-- START OF Passage given --

Sunday, February 1, 2009

Go Like 60!

"Tell me one thing that's good about being 60." I'm at my dentist's office, and his assistant has just discovered that we are very nearly the same age. She takes great delight in knowing that I am a few months older than she.

But her question stumps me. She notices my pause, my unusual lack of a quick answer. Any snappy retort I might have spoken has already snapped like the buttons of those who don't eat at Subway. But even the ricochet strikes nothing worth repeating.

"See!" she says, triumphantly. "There's nothing good about being 60!"

Especially for women, I'm thinking, remembering a conversation I'd had recently with a female friend who wanted to set me up with a friend of a friend. "But she's over 60," my would-be yenta lamented. And we went on to talk about how women "change" when they get to 60, how they feel their age in certain sad, fleshly ways. We concurred with the old cliche that men get distinguished, women just get old, and the time for that turning seems to be about the age of 60.

I don't know the truth of any of this, but I'm guessing that my dentist's assistant was thinking something along these lines about herself, and feeling a kind of loss of attractiveness or desirability. I'm guessing that this varies, and I'm sure it is more or less an internal sort of thing. I mean, my dentist's assistant was attractive enough to me that I might have flirted with her if she weren't married. But then, I've been told I flirt a lot, even indiscriminately.

The saying goes that "there's no fool like an old fool," and I'm just now finding out what that means. One of my discoveries on reaching 60 is that, while I've been a fool many, many times before, now I'm having the experience of being an old fool! It's having a curbing effect on my flirting, as if at this ripe age I might finally be learning to be a little more discriminating.

Unfortunately, it just feels like I'm too old to have as much fun as I used to! Now THAT is a sad thought!

Being 60 has led to another kind of vulnerability besides the relational one, and that's the vocational one, the one that connects the significance of one's life to one's accomplishments. Much more than the way my age influences my attractiveness in terms of how other people see me, my age influences my sense of my life's meaningfulness.

(Of course how I am perceived by others is no small thing: just try to get a real job or even health insurance when one is 60 or older! I was told by a health insurance salesman the other day that "60 is the age when everyone starts 'breaking down'." I told him we aren't used cars... But he didn't seem to get the point. Besides, he's got a ways to go before he's 60!)

Anyway, I'm watching this movie the other night, a foreign film that, on the eve of the Oscar's, is being re-released into selected theaters, as foreign films seem to be. I read a wonderful review of it in the paper, and then, lo and behold, discovered it on my cable's pay-per-view! This is the closest thing to an Act of God (at least, a positive one) to happen to me for some time.

The name of the movie is, "The Secret of the Grain." It is French, with English subtitles, and it is about a Tunisian man and his family, so even the French is not what we learned in school, because it is spiced with Arabic like en Provence with turmeric. Point is, the man is 61, and he's just been laid off from a ship yard where he's worked for 35 years.

-- END OF Passage given --
-- START OF Record set --

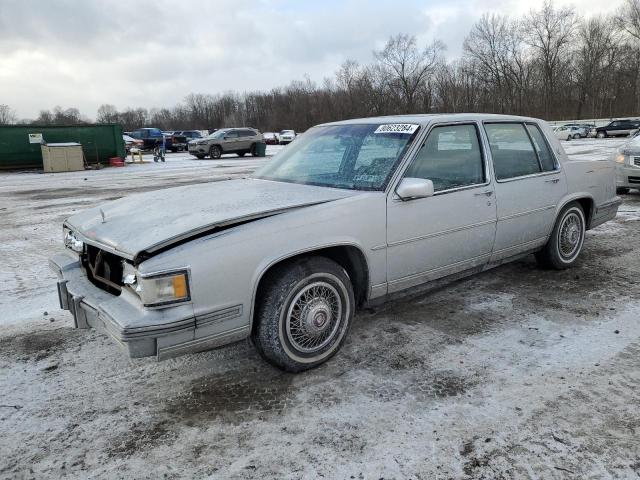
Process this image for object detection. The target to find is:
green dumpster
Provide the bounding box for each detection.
[256,142,267,157]
[0,123,125,170]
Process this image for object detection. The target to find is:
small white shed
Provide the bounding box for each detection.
[41,142,84,173]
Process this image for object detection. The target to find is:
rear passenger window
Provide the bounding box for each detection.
[485,123,541,180]
[404,125,485,192]
[527,123,556,172]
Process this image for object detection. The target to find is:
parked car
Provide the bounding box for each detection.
[50,114,620,371]
[596,119,640,138]
[162,132,187,153]
[173,130,204,142]
[189,128,263,159]
[262,132,278,145]
[564,123,596,138]
[553,125,580,141]
[278,130,296,145]
[122,135,144,155]
[130,128,171,150]
[615,133,640,193]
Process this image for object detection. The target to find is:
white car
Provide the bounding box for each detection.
[553,125,581,141]
[615,134,640,193]
[278,130,296,145]
[50,114,621,371]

-- END OF Record set --

### Stated goal 1
According to the blog post about turning 60, why is the French in the film not the French learned in school?
### Stated goal 2
Edit the dataset records, from the start down to the line containing "[527,123,556,172]", replacing "Process" with "Analyze" and leaving everything else unchanged. Omit the pictures.
These records have no connection to the blog post above.

### Result 1
The film is about a Tunisian man and his family, so its French is spiced with Arabic.

### Result 2
Analyze this image for object detection. The target to find is:
green dumpster
Provide the bounding box for each detection.
[256,142,267,157]
[0,123,125,170]
Analyze this image for object detection. The target to find is:
small white shed
Provide the bounding box for each detection.
[41,142,84,173]
Analyze this image for object detection. The target to find is:
rear passenger window
Provide the bounding box for each detection.
[485,123,541,180]
[404,125,485,192]
[527,123,556,172]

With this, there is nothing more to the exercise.